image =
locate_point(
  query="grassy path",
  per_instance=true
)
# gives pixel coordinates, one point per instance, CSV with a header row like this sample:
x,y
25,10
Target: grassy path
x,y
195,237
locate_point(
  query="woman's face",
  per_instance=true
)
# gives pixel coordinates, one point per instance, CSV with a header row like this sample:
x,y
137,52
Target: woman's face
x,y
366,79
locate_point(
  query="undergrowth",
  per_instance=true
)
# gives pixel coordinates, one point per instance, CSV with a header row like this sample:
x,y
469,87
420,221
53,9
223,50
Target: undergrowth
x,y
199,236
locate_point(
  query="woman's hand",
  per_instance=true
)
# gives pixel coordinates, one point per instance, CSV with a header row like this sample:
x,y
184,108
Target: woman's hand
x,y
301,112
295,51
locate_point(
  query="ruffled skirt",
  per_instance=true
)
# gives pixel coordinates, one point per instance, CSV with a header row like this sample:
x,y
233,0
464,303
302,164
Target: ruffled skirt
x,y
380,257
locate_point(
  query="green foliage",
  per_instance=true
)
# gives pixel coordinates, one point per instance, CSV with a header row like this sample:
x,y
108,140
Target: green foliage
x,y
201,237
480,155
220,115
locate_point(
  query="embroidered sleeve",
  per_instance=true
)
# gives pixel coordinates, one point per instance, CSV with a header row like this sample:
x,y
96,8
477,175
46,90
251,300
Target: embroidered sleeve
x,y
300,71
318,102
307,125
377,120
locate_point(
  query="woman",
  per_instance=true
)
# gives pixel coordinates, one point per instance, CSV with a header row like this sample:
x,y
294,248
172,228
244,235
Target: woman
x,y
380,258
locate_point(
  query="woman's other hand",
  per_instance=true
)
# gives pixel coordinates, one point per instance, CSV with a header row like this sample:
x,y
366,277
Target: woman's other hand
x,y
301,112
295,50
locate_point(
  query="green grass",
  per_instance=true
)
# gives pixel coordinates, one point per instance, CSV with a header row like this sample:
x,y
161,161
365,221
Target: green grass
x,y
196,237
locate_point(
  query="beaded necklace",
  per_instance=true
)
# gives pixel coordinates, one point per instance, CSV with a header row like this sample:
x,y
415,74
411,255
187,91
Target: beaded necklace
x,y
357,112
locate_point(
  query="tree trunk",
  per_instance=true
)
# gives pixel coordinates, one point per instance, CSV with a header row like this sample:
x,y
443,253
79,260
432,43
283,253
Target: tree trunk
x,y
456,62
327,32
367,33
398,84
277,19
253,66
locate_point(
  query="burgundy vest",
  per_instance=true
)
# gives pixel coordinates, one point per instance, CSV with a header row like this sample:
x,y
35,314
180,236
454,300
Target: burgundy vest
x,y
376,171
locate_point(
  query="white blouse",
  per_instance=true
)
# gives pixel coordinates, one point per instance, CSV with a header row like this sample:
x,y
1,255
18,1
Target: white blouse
########
Instruction: List every line of the entries above that contains the word "foliage".

The completed task:
  query="green foliage",
Target: green foliage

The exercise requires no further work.